Sous l’ex-capot noir mat
Sous le capot de cette belle nippo-italienne, on retrouve le quatre-cylindres turbo 1,4L MultiAir, déjà vu sur la Spider. Il n’y a pas d’évolution spécifique à prévoir pour cette GT mais avec 170ch et 250Nm de couple, cela suffit amplement. Question boîte, deux choix : la boîte manuelle à six rapports ou une transmission automatique & séquentielle. La première a été testée ici. Le groupe moteur ainsi délivre la puissance aux roues arrières, bien entendu. Au niveau du châssis, c’est toujours Bilstein (des jaunes, merci Gauthier!) qui équipe notre modèle essayé, comme la Spider, avec cette fois des réglages différents. Cette ensemble moteur/boîte/châssis emmène notre belle à 232km/h en vitesse de pointe, pour un 100km/h abattu en 6,8 secondes. Selon les données du constructeur. Vroum :)
Petits plaisirs, frayeur & daily car.
OH. C’est ce qu’on se dit une fois qu’on a la belle en main. Car j’avouerais que les premiers kilomètres ne sont pas évidents. Une fois encore, cette 124 exige des choses, des compromis, des sacrifices. Elle demande qu’on prenne son temps avec elle. Quand je vous disais qu’elle était une vraie Italienne… On dirait qu’on doit demander à son père l’autorisation de l’emmener boire un verre. Ou alors patienter. J’ai patienté, et j’ai bien fait.
Une fois bien en place, après quelques jours, l’environnement intérieur nous parait familier. Les pédales sont proches, le levier de vitesses tombe bien en main, les touches et autres boutons en tous genres sont faciles. J’émettrais un gros bémol sur l’ordinateur de bord, qui est lui d’un autre âge… Dommage.

Données sources:
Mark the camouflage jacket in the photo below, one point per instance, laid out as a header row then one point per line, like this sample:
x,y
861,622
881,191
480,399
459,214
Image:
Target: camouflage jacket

Consigne:
Relevez toutes les valeurs du passage cité écrites en chiffres et suivies d'une unité de mesure. Le listing est sans rapport avec le passage cité.

Réponse rédigée:
- 1,4L
- 170ch
- 250Nm
- 232km/h
- 100km/h
- 6,8 secondes